Task list —
(a) List every result value that the analysis instructions below say the "status" file may give for a sample.
(b) Answer these questions from the analysis instructions below, each on its own line:
(i) Where will the final analysis files be shared?
(ii) Which releases existed when the instructions were written?
(iii) What column should be added to a csv/tsv output file, and what should fill it?
(c) Extend the analysis instructions below past their final sentence.

Text segment —
%%

Reply to the issue with the link to an OSF project component, which is where the final analysis files will be shared. You will need to log into OSF and request access to that component, so that you can upload your files later.
Carry out the analysis
Run your analysis, but please bear in mind reproducibility and ease of use of the output files. Essentially, please be sensible, imagine you are the end-user of your data and think about the format that you would want it in.
Please:
Take note of all commands that were run and software versions. This information can be added to the reproducibility files on Github later.
Track all samples using the SAM* accession.
Keep track of which samples/releases you ran on. At the time of writing there is release 0.2 plus incremental release 2024-08.
We will require a “status” file that lists each sample and a result of “PASS”, “FAIL”, “NOT DONE”, so that users can easily find out the overall state of any sample with respect to your analysis.
Where possible, keep raw output from tools, but concatenate files into one output file instead of sharing millions files. But make sure the samples and their results are identifiable. For example, if the file is csv/tsv, then add a Sample column and fill this with the SAM* accession.

%%

Data excerpt —
%%

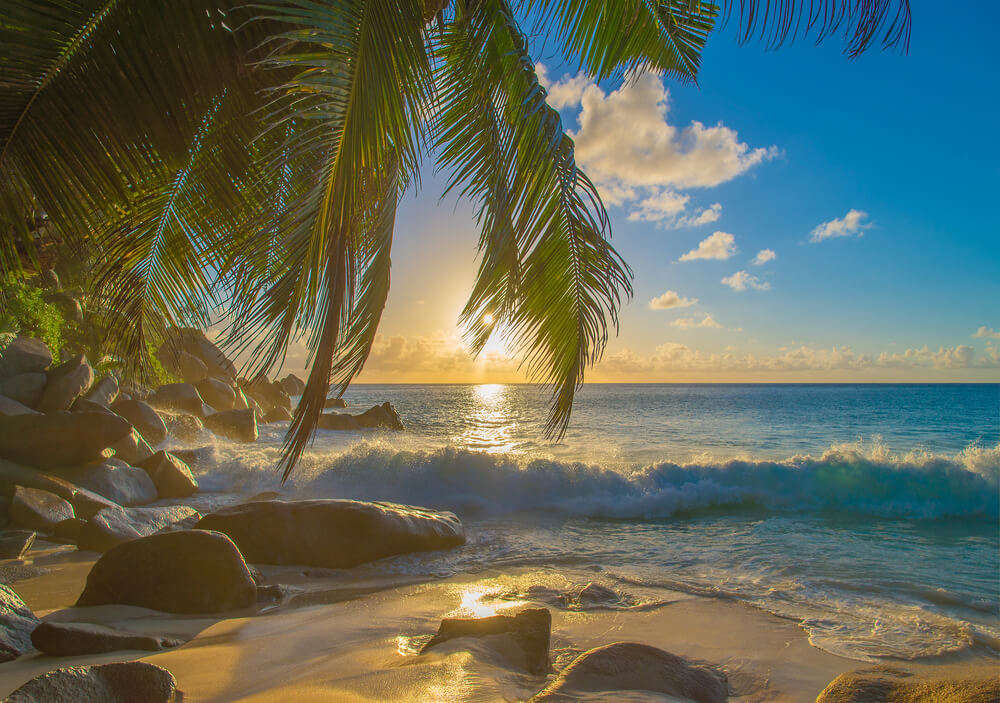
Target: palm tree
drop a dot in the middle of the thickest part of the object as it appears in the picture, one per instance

%%

Answers provided —
(a) PASS, FAIL, NOT DONE

(b)
(i) In an OSF project component.
(ii) Release 0.2 and incremental release 2024-08.
(iii) A Sample column, filled with the SAM* accession.

(c)
Compress final files with gzip or xz (with the -9 option for maximum compression).
Where possible and it makes sense to do so, keep the number of files and total size to a minimum.
Add files to OSF
You should have been given access to an OSF project component, where you can upload results files. Please include an overall “status” file (as described above) together will all the other results.
OSF has a file size limit of 5GB, and a project component limit of 50GB. We can work around the 50GB limit by batching files over more than one component. Request this on your GitHub issue if it is needed and we can create more components. For example, see the assembly files, which are split over two components.
If possible, please organise the files inside the component by having top-level folders named with the version number of the tool that was run. Inside there, have a folder of each batch of data the analysis was run on (for example, release 0.2, incremental release 2024-08), and also a folder that has all results aggregated together, so it is easy for the user to get them. This of course may depend on your analysis, for example the AMRfinderPlus results have an extra layer of versions because there is the tool version, but also the version of the reference database that was used.
The intention is that reproducibility files are kept on GitHub, however some files will be too big. Please note:
If you used a container that is not publicly available (eg biocontainers or similar), then add the file to OSF inside a folder called “reproducibility”. For singularity, upload the image file. For docker, archive the container with
docker save foo > bar.tar
and put the archive on OSF.Any other “big” files (ie too big to be sensible for git) that were used as part of running the analysis should also be uploaded to OSF. Unless they are far too big and can be obtained elsewhere (eg the AMRFinderplus database is small, but the Bakta database is huge).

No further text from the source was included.